Action item —
Rewrite the records below with "positive clicks" changed to "foreground clicks" everywhere and nothing else altered. Omit the pictures from your answer.

(Information supplied)

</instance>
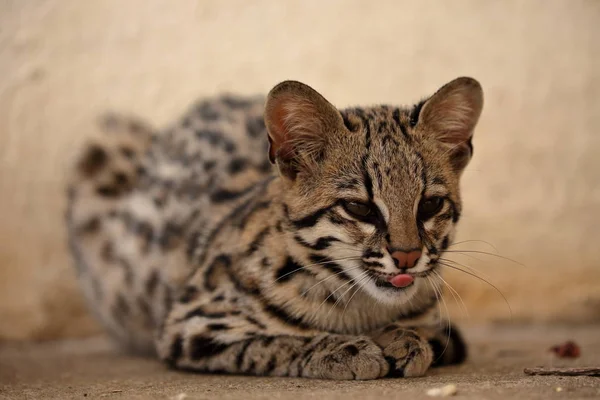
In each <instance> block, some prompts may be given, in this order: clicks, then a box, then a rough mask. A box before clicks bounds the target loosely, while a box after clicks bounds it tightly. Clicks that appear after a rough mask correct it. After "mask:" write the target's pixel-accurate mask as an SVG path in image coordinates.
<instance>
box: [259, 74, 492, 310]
mask: <svg viewBox="0 0 600 400" xmlns="http://www.w3.org/2000/svg"><path fill="white" fill-rule="evenodd" d="M284 85H285V83H284ZM288 85H291V88H290V87H288V88H287V90H284V91H283V92H282V93H277V92H275V94H273V92H272V94H271V96H270V98H269V102H268V103H267V126H268V127H269V132H270V135H271V157H272V159H273V160H276V161H277V164H278V166H279V169H280V171H281V172H282V174H283V176H284V179H286V181H287V193H286V203H287V204H288V207H287V208H288V210H287V213H288V217H289V219H290V221H291V223H292V225H293V226H294V229H295V234H294V236H295V239H296V240H297V241H298V242H299V243H300V244H302V245H304V246H306V247H308V248H309V249H311V251H313V252H316V253H318V254H319V255H321V256H323V257H325V260H328V261H331V262H334V263H335V264H336V265H338V266H340V267H341V269H342V270H343V274H339V275H341V276H344V277H346V279H347V280H349V281H352V282H351V283H349V284H348V285H346V286H347V287H348V288H350V287H352V285H353V284H356V287H360V288H361V289H362V290H364V291H365V292H366V293H368V294H369V295H371V296H372V297H374V298H375V299H377V300H379V301H381V302H385V303H398V302H404V301H407V300H410V299H411V298H412V297H413V296H414V295H415V294H417V293H418V292H419V290H423V289H424V288H427V285H431V284H437V281H438V279H439V276H438V275H437V274H438V272H439V264H438V263H437V259H438V258H439V256H440V254H441V252H443V251H444V250H445V249H446V248H447V247H448V245H449V243H451V241H452V238H453V234H454V229H455V224H456V223H457V222H458V220H459V218H460V212H461V203H460V194H459V178H460V174H461V172H462V170H463V168H464V167H465V166H466V164H467V162H468V160H469V158H470V156H471V152H472V147H471V136H472V132H473V129H474V127H475V124H476V123H477V119H478V117H479V114H480V112H481V107H482V92H481V88H480V86H479V84H478V83H477V82H476V81H474V80H472V79H467V78H461V79H458V80H455V81H453V82H451V83H449V84H448V85H446V86H444V87H443V88H442V89H440V91H438V92H437V93H436V94H435V95H434V96H432V97H431V98H430V99H428V100H427V101H425V102H424V103H421V104H419V105H418V106H416V107H414V108H412V109H398V108H393V107H386V106H380V107H373V108H366V109H347V110H343V111H341V112H340V111H337V110H335V108H333V106H331V105H330V104H329V103H327V102H326V100H325V99H323V98H322V97H320V95H318V94H316V92H314V91H312V89H310V88H308V87H306V86H305V85H302V84H298V83H288ZM284 89H285V88H284ZM276 90H277V88H276V89H274V91H276ZM282 98H283V99H284V101H283V102H282V104H279V105H277V104H275V103H274V101H276V100H281V99H282ZM277 106H279V107H277ZM269 115H271V116H272V118H271V119H269ZM278 132H279V133H280V134H281V135H280V136H278Z"/></svg>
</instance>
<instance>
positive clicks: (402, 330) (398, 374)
mask: <svg viewBox="0 0 600 400" xmlns="http://www.w3.org/2000/svg"><path fill="white" fill-rule="evenodd" d="M385 334H386V335H389V337H388V340H386V342H387V344H386V345H384V346H383V355H384V357H385V359H386V360H387V361H388V363H389V365H390V371H389V373H388V376H394V377H414V376H423V375H424V374H425V372H426V371H427V369H428V368H429V367H430V366H431V363H432V361H433V351H432V349H431V346H430V345H429V343H427V341H426V340H424V339H422V338H421V337H420V336H419V335H418V334H417V333H416V332H415V331H412V330H406V329H403V328H397V329H395V330H392V331H389V332H386V333H385Z"/></svg>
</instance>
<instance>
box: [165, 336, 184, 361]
mask: <svg viewBox="0 0 600 400" xmlns="http://www.w3.org/2000/svg"><path fill="white" fill-rule="evenodd" d="M182 355H183V338H182V337H181V335H177V336H175V338H174V339H173V342H172V343H171V349H170V350H169V355H168V356H167V358H166V359H165V361H166V363H167V364H168V365H169V366H170V367H175V365H176V364H177V361H179V359H180V358H181V356H182Z"/></svg>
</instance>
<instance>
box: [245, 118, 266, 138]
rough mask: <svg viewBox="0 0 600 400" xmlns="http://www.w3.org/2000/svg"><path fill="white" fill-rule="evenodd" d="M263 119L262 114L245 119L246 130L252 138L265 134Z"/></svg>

(End Information supplied)

Expected answer —
</instance>
In each <instance> block, some prompts may be given, in this order: clicks, then a box, then a rough mask. A box before clicks bounds the target loosely, while a box after clicks bounds it tightly. Clicks that appear after a rough mask correct it. After "mask:" write the target's pixel-accurate mask as an SVG path in image coordinates.
<instance>
box: [259, 74, 492, 310]
mask: <svg viewBox="0 0 600 400" xmlns="http://www.w3.org/2000/svg"><path fill="white" fill-rule="evenodd" d="M284 85H285V83H284ZM288 85H291V88H290V87H288V88H287V90H284V91H283V92H282V93H277V92H275V94H273V92H272V94H271V96H270V98H269V102H268V103H267V126H268V127H269V132H270V135H271V157H272V159H273V160H276V161H277V164H278V166H279V169H280V171H281V172H282V174H283V176H284V179H286V181H287V193H286V203H287V204H288V207H287V208H288V210H287V213H288V217H289V219H290V221H291V223H292V225H293V226H294V229H295V234H294V236H295V239H296V240H297V241H298V242H299V243H300V244H302V245H304V246H306V247H308V248H309V249H311V251H313V252H316V253H318V254H319V255H321V256H323V257H325V260H328V261H331V262H334V263H335V264H336V265H338V266H340V267H341V269H342V270H343V274H339V275H341V276H344V277H346V279H347V280H349V281H352V282H351V283H349V284H348V285H346V286H347V287H348V288H350V287H352V285H353V284H356V287H360V288H361V289H362V290H364V291H365V292H366V293H368V294H369V295H371V296H372V297H374V298H375V299H377V300H379V301H381V302H385V303H398V302H404V301H407V300H410V299H411V298H412V297H413V296H414V295H415V294H417V293H418V292H419V290H423V289H424V288H427V285H431V284H437V281H438V279H439V276H438V275H437V274H438V272H439V264H438V263H437V259H438V258H439V256H440V254H441V252H443V251H444V250H445V249H446V248H447V247H448V245H449V243H451V241H452V238H453V234H454V229H455V224H456V223H457V222H458V220H459V218H460V212H461V203H460V194H459V178H460V174H461V172H462V170H463V168H464V167H465V166H466V164H467V162H468V160H469V158H470V156H471V152H472V147H471V136H472V132H473V129H474V127H475V124H476V123H477V119H478V117H479V114H480V112H481V107H482V92H481V88H480V86H479V84H478V83H477V82H476V81H474V80H472V79H467V78H461V79H458V80H455V81H453V82H451V83H449V84H448V85H446V86H444V87H443V88H442V89H440V91H438V92H437V93H436V94H435V95H434V96H432V97H431V98H430V99H428V100H427V101H425V102H424V103H421V104H419V105H418V106H416V107H414V108H412V109H398V108H393V107H386V106H380V107H373V108H366V109H347V110H343V111H341V112H340V111H337V110H335V108H333V106H331V105H330V104H329V103H327V102H326V100H325V99H323V98H322V97H320V95H318V94H316V92H314V91H312V89H310V88H308V87H306V86H305V85H302V84H298V83H288ZM284 89H285V88H284ZM276 90H277V88H276V89H274V91H276ZM282 98H283V99H284V101H283V102H282V104H279V105H277V104H275V103H274V101H276V100H281V99H282ZM277 106H279V107H277ZM269 115H271V116H272V118H271V119H269ZM278 132H279V133H280V134H281V135H280V136H278Z"/></svg>
</instance>
<instance>
foreground clicks: (402, 330) (398, 374)
mask: <svg viewBox="0 0 600 400" xmlns="http://www.w3.org/2000/svg"><path fill="white" fill-rule="evenodd" d="M385 334H386V335H389V337H388V340H386V342H387V344H386V345H384V346H383V355H384V357H385V359H386V360H387V361H388V363H389V365H390V371H389V373H388V376H394V377H414V376H423V375H424V374H425V372H426V371H427V369H428V368H429V367H430V366H431V363H432V361H433V351H432V349H431V346H430V345H429V343H427V341H426V340H424V339H422V338H421V337H420V336H419V335H418V334H417V333H416V332H415V331H412V330H406V329H403V328H397V329H395V330H392V331H389V332H386V333H385Z"/></svg>
</instance>
<instance>
box: [165, 336, 184, 361]
mask: <svg viewBox="0 0 600 400" xmlns="http://www.w3.org/2000/svg"><path fill="white" fill-rule="evenodd" d="M182 355H183V338H182V337H181V335H177V336H175V338H174V339H173V342H172V343H171V349H170V350H169V355H168V356H167V358H166V359H165V361H166V363H167V364H168V365H169V366H170V367H175V365H176V364H177V361H179V359H180V358H181V356H182Z"/></svg>
</instance>
<instance>
box: [245, 118, 266, 138]
rough mask: <svg viewBox="0 0 600 400" xmlns="http://www.w3.org/2000/svg"><path fill="white" fill-rule="evenodd" d="M263 119L262 114L245 119L246 130L252 138L265 134Z"/></svg>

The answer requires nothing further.